⟨

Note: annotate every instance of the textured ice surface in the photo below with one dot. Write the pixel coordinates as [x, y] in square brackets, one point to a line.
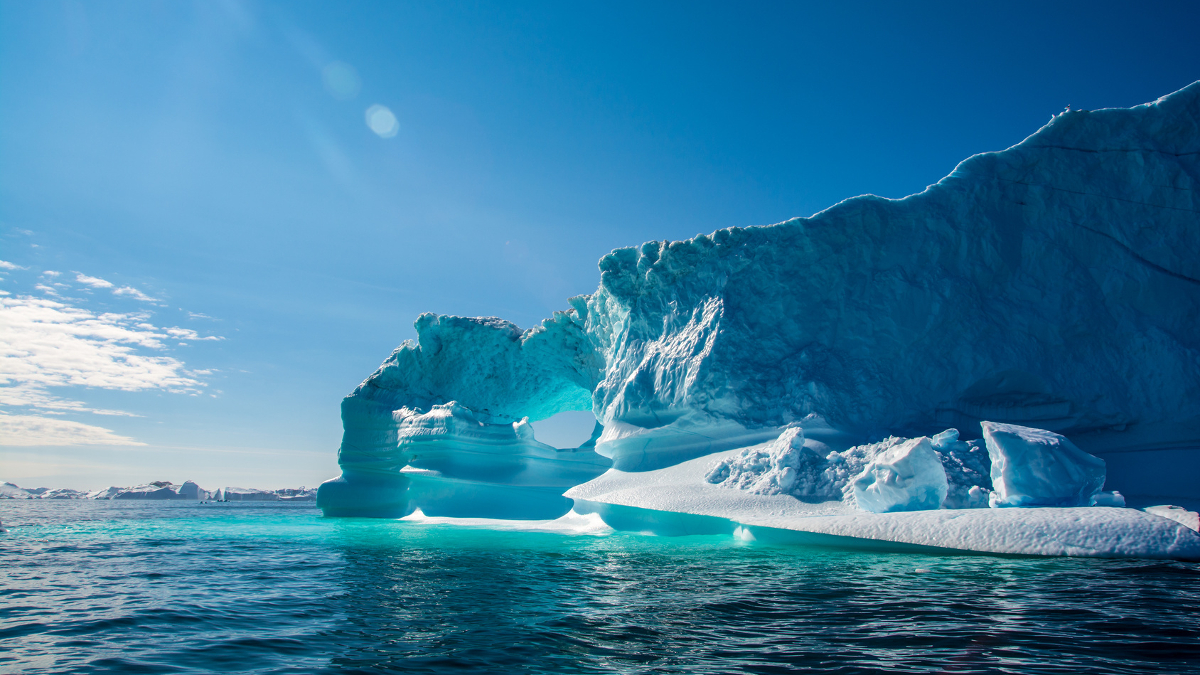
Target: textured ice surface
[905, 477]
[967, 470]
[810, 471]
[1049, 285]
[1038, 467]
[789, 465]
[678, 501]
[460, 464]
[1189, 519]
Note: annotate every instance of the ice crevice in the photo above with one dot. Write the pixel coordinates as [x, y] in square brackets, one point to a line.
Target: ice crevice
[969, 358]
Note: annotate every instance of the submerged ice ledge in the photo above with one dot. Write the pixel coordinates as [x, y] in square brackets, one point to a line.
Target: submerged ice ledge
[1042, 300]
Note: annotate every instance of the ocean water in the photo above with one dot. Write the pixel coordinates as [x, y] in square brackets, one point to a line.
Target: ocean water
[187, 587]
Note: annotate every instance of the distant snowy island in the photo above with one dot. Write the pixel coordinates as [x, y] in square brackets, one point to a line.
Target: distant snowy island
[161, 490]
[996, 364]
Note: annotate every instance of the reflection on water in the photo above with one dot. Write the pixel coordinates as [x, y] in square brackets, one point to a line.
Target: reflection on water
[167, 587]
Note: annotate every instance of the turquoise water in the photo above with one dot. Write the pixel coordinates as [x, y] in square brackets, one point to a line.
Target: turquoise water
[171, 587]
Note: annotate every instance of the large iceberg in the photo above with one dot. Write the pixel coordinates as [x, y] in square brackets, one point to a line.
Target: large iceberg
[1054, 285]
[1038, 467]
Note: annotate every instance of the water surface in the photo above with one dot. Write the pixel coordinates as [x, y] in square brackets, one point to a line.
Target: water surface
[186, 587]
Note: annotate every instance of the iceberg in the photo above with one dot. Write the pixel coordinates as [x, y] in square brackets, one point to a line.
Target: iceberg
[1049, 286]
[1038, 467]
[905, 477]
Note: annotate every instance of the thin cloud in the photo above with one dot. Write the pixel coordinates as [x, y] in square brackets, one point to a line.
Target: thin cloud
[135, 293]
[27, 395]
[49, 344]
[94, 281]
[189, 334]
[33, 430]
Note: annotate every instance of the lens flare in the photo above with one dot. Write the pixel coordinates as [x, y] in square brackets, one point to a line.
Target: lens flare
[382, 121]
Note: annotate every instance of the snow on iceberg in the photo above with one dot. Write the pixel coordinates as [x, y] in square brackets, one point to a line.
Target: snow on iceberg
[1051, 285]
[1038, 467]
[905, 477]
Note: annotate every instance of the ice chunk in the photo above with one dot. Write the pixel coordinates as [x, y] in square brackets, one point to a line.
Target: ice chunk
[1038, 467]
[1113, 499]
[905, 477]
[1018, 290]
[1189, 519]
[967, 470]
[793, 465]
[459, 464]
[678, 501]
[789, 465]
[106, 494]
[63, 494]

⟩

### Required work
If an entry holds a picture, leave that picture out, and transcribe the rest of the listing above exactly.

### Response
Note: annotate every instance of the textured ice surface in the photo below with one dot. Write the pixel coordinates as [x, y] in square brackets, one point to a line.
Target: textured ice surface
[905, 477]
[967, 470]
[810, 471]
[1049, 285]
[1038, 467]
[789, 465]
[678, 501]
[460, 464]
[1189, 519]
Note: annotate every instance of the ice crevice in the photo above with one dot. Write the pixel coordinates as [x, y] in square brackets, one point to a line.
Target: ice crevice
[969, 358]
Note: annotate every instance of the submerged ice ledge in the photo above with one dot. Write the pixel coordinates as [x, y] in square brackets, one point to a line.
Target: submerged ice ledge
[1042, 300]
Note: annotate every instance of the ocean water in the photo above with one dot. Write the pixel coordinates as [x, y] in square brackets, one point to a line.
Target: ocean water
[187, 587]
Note: annotate every instance of the distant snowy island in the photo above with one dot. Write the pixel coordinates as [x, y] in square brackets, one point to a line.
Target: distant snowy island
[161, 490]
[996, 364]
Note: annotate every instance of the reflection on water in the photo above with one dot. Write the pixel coordinates as [x, y] in square brackets, one point to a line.
Target: reflection on water
[167, 587]
Note: annotate every instance of the turquoise water in the photo above with one dot. Write the pixel coordinates as [x, y] in square brackets, one point to a line.
Target: turquoise water
[171, 587]
Note: annotate every instance of the large iceberg in the photo above with one dot. Write the pixel coordinates as [x, y] in square brackets, one point to a line.
Target: large iceberg
[1054, 285]
[1038, 467]
Note: annotate every instance of the water surface in the photo above with one dot. Write the pixel coordinates as [x, y] in square brackets, one point to a line.
Target: water surface
[186, 587]
Note: annotate every instance of the iceberg in the photo above with one dot. Write the pixel coordinates as [x, y] in square brackets, one point to a line.
Target: iceberg
[1049, 286]
[1038, 467]
[905, 477]
Note: annotate every instance of the thin cloud in the photo above with one dot. Write the pixel coordinates as [x, y] in square brackets, one point to a line.
Target: thin cloud
[135, 293]
[27, 395]
[49, 344]
[94, 281]
[189, 334]
[33, 430]
Note: annotate every instance of the lens flare in the photo above with one dot. Write the pixel coordinates as [x, y] in square brackets, one point to a line.
Target: lens flare
[382, 121]
Note: annotate every instance of the snow on iceberg in the photo above with one dot. Write the pixel coordinates as [x, y] in square brackets, one point to a line.
Target: snow on iceberg
[1051, 285]
[1038, 467]
[905, 477]
Note: annotate every instance of the ice chunk in the photo above with one dot. Write the pixel coordinates as [x, y] in square brackets, one point to a line.
Target: ice chunk
[1038, 467]
[1113, 499]
[905, 477]
[1018, 290]
[1189, 519]
[967, 470]
[793, 465]
[459, 464]
[678, 501]
[789, 465]
[106, 494]
[63, 494]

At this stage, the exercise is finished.